- **TEXT SEGMENT**:
*****

‘ICE’ TO MEET YOU: LEE WINTER’S WORLD OF LESBIAN ROMANCE

Lee Winter

Due to its translation into French, today we dive into the world of Lee Winter’s captivating lesbian romance novel, The Brutal Truth, exploring the intriguing dynamics between Maddie Grey, a homesick Aussie reporter, and her enigmatic media mogul boss, Elena Bartell.

Join us as we uncover the secrets behind this popular slow-burn romance, featuring its unforgettable ice queen heroine, and explore the French translation of *The Brutal Truth*, recently published by Reines de Coeur as L’Impitoyable Vérité.

 Lee, can you introduce your lesbian romance, The Brutal Truth, for those who haven’t read it yet?

The Brutal Truth deals with a homesick Aussie reporter in New York who goes from disliking her icy media mogul boss who has just bought her newspaper to being smitten by her. But the course of true love never runs smoothly, and ice queens are going to be icy! That poor reporter goes through a wringer of emotions!

 The Brutal Truth came out in 2017 but remains very popular in its English version, correct?

This is definitely my most popular book, just a little ahead of Breaking Character. It has a huge following. The Brutal Truth came second in a reader poll run by Jae for “must-read” lesbian romance. That just amazes me even to this day.

 What is it about ice queens that you find appealing in lesbian romance, and why do they make the perfect heroines for you?

I adore writing about fictional ice queens for one simple reason: I love them in real life too. I am living with an ice queen! There’s just something so delicious about an impressive, imperious, cool woman who melts for only one person and allows that special one to see what lies beyond her high walls.

Once I tried to write a non-ice queen book, and I failed due to my own complete boredom. I lost interest. Now I embrace what I love, and I’m sticking to it.

*****

- **INPUT RECORDS**:
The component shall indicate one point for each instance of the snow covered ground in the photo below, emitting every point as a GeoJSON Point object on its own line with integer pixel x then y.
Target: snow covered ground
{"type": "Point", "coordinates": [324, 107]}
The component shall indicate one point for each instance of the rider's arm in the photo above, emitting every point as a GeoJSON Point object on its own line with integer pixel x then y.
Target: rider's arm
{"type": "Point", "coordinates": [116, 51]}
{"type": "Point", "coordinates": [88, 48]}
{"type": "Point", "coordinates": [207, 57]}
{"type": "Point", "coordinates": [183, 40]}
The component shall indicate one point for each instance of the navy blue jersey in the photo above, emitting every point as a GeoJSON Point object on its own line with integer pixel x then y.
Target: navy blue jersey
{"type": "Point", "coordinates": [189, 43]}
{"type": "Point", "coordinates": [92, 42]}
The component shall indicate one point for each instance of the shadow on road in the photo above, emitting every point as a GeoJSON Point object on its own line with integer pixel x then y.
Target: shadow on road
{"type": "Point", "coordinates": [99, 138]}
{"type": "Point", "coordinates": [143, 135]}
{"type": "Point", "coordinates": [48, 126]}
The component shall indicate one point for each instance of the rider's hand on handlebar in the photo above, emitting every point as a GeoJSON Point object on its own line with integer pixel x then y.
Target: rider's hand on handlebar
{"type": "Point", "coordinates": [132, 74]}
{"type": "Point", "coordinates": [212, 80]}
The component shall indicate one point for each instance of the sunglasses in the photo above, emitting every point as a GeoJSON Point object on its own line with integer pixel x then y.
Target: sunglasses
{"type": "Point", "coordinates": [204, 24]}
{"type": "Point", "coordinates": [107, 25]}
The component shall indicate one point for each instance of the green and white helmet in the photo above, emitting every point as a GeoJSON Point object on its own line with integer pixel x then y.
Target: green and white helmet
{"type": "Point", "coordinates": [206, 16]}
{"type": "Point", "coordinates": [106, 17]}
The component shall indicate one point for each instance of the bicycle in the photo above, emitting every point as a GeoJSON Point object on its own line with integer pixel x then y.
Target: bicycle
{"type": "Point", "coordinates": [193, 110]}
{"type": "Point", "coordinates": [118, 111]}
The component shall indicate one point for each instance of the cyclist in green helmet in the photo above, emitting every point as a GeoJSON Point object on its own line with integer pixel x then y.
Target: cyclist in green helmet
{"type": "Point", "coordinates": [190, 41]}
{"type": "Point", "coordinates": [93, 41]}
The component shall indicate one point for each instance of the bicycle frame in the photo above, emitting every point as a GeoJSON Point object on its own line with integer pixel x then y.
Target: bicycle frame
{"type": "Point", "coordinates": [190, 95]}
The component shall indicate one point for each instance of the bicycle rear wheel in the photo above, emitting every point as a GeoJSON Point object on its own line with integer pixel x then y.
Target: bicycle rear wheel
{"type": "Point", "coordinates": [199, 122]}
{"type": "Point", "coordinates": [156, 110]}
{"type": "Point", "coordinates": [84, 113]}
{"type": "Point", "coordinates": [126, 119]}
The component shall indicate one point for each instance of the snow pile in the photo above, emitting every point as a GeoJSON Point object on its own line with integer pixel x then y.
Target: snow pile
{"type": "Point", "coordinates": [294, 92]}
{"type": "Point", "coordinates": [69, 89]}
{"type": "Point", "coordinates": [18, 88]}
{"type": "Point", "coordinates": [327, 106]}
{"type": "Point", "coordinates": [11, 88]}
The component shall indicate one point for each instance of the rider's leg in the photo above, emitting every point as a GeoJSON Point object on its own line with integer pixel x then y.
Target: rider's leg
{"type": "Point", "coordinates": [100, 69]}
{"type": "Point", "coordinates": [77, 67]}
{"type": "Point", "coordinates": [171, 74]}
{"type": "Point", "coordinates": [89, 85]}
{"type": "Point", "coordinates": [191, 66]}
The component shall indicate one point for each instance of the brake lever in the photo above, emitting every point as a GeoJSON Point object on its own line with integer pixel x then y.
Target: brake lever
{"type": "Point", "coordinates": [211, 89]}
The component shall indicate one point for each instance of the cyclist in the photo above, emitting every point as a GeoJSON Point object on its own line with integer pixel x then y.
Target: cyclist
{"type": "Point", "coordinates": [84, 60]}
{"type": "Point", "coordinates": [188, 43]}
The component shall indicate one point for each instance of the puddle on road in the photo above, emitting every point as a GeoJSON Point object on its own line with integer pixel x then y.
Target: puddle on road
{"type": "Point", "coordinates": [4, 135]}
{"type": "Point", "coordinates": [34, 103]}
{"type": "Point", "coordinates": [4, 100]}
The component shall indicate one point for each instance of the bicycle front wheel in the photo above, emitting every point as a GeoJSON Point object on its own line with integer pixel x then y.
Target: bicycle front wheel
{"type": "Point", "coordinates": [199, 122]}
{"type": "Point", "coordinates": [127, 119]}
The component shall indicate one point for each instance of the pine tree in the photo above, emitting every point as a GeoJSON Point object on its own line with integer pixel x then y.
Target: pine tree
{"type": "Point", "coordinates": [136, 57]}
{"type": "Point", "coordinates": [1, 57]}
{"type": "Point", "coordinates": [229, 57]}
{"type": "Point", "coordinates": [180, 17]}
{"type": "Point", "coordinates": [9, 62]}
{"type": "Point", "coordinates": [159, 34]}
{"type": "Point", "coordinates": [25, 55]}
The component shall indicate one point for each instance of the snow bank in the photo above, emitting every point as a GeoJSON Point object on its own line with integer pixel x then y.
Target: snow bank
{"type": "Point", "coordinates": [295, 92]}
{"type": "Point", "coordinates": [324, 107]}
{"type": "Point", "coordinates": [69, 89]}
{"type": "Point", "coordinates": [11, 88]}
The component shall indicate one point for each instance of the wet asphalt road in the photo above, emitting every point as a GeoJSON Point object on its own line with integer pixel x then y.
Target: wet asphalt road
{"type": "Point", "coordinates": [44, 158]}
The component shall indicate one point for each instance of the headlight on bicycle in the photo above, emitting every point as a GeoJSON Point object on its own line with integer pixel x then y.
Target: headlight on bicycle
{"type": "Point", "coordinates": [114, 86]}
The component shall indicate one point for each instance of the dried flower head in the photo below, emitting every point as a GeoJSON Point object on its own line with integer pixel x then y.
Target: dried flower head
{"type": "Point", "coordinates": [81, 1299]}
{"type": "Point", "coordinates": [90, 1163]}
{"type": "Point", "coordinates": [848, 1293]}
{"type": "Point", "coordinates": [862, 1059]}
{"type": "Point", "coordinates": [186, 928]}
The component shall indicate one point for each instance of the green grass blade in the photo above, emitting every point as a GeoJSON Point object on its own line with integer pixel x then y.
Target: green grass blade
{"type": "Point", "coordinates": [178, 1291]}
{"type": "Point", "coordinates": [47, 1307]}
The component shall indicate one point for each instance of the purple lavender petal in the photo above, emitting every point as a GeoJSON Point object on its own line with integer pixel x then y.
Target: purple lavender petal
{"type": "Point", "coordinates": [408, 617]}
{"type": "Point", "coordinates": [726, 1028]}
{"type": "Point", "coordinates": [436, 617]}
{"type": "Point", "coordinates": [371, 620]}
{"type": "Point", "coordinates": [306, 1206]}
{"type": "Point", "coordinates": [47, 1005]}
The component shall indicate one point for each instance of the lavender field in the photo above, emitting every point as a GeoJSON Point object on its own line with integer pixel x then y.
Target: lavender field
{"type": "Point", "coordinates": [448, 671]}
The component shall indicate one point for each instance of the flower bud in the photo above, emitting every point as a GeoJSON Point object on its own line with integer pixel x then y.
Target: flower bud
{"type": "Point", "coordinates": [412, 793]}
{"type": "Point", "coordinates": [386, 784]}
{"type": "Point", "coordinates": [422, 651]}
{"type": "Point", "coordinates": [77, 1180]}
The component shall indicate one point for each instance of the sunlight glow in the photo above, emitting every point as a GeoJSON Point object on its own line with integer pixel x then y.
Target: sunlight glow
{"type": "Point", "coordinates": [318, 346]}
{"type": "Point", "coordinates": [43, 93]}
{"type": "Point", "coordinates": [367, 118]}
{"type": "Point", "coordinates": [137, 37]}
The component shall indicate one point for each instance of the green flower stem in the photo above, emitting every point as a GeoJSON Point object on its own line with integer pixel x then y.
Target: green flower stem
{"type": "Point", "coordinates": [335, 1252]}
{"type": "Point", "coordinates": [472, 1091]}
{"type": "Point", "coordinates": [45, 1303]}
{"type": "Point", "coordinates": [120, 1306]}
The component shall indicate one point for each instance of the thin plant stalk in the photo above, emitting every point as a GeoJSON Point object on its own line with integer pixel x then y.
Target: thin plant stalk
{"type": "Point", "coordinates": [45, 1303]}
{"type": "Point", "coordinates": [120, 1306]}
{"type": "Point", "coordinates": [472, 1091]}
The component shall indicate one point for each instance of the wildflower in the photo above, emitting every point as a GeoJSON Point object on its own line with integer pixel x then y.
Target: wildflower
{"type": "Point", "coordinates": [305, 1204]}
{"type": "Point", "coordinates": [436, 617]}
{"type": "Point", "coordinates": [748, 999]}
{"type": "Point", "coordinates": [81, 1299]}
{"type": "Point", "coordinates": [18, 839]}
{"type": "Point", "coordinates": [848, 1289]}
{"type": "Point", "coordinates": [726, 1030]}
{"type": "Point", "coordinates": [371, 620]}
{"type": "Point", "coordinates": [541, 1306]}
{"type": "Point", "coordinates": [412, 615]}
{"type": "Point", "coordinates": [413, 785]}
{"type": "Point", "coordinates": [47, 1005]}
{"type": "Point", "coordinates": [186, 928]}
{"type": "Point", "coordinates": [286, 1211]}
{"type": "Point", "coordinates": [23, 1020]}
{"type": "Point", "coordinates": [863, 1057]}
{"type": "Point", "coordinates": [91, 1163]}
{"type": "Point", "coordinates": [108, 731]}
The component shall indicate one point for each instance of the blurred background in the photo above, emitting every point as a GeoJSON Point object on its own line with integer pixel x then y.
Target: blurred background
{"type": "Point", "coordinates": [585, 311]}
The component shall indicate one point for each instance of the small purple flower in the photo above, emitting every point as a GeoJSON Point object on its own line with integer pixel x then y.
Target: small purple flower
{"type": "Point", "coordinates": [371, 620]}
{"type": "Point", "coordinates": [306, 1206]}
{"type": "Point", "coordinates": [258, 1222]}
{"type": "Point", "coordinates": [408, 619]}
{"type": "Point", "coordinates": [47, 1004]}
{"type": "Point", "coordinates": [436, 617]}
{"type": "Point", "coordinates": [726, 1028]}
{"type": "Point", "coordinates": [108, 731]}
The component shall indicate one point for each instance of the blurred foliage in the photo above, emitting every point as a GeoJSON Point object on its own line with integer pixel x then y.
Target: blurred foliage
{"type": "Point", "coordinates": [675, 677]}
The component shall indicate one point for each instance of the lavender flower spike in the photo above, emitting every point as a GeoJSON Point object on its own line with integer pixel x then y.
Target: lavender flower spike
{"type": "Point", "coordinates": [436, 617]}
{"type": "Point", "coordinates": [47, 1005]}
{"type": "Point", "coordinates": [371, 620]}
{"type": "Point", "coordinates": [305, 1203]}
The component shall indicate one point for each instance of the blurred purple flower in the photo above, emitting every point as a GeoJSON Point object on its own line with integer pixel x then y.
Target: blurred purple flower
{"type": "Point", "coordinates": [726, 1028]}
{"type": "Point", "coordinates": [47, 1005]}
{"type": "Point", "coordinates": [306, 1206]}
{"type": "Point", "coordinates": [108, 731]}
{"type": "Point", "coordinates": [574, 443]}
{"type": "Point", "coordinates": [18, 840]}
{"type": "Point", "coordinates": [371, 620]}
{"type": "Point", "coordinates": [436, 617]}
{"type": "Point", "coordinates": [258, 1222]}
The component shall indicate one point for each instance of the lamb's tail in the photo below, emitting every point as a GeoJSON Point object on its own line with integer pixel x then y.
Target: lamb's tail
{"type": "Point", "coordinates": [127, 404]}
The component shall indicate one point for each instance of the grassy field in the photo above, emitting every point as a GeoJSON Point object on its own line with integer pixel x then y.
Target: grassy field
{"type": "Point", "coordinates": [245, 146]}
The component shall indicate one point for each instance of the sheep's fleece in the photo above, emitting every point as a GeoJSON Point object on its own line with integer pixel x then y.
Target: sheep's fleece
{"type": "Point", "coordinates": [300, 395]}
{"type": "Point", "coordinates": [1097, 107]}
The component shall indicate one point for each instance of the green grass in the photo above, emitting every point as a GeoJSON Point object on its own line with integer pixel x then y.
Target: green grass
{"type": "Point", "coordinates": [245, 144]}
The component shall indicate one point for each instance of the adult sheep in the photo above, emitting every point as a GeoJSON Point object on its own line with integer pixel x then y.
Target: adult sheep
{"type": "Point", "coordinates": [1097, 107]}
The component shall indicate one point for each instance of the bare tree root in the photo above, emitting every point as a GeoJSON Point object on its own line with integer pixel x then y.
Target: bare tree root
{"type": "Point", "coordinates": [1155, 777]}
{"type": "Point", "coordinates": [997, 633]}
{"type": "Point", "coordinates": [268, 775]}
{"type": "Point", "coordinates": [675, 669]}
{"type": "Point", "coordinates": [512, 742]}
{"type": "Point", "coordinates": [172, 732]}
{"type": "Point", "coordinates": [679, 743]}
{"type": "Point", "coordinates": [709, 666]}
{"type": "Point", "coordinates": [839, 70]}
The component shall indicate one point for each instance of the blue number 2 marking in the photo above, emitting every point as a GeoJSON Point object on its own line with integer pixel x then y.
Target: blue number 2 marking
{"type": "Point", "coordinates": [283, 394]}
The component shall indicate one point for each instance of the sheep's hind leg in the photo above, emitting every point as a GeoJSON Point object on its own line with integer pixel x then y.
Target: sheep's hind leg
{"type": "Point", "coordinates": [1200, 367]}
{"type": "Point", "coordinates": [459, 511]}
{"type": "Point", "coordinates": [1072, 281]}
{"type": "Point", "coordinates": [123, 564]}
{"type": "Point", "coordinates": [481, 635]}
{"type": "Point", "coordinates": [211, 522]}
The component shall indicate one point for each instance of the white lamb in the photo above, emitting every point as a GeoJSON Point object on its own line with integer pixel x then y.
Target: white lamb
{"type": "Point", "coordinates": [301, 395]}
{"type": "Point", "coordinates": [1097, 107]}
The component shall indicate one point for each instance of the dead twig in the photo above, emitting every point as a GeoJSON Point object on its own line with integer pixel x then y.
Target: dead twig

*****

- **EXERCISE TASKS**:
a) Answer these questions from the Lee Winter interview.
(i) Under what French title did Reines de Coeur publish The Brutal Truth?
(ii) In what year did The Brutal Truth come out?
(iii) What place did The Brutal Truth take in the reader poll run by Jae?
b) Pick out every line of the records that contains the string "frame".
The interview and the records are unrelated.

- **OUTPUTS**:
a)
(i) L’Impitoyable Vérité
(ii) 2017
(iii) Second

b)
The component shall indicate one point for each instance of the bicycle frame in the photo above, emitting every point as a GeoJSON Point object on its own line with integer pixel x then y.
Target: bicycle frame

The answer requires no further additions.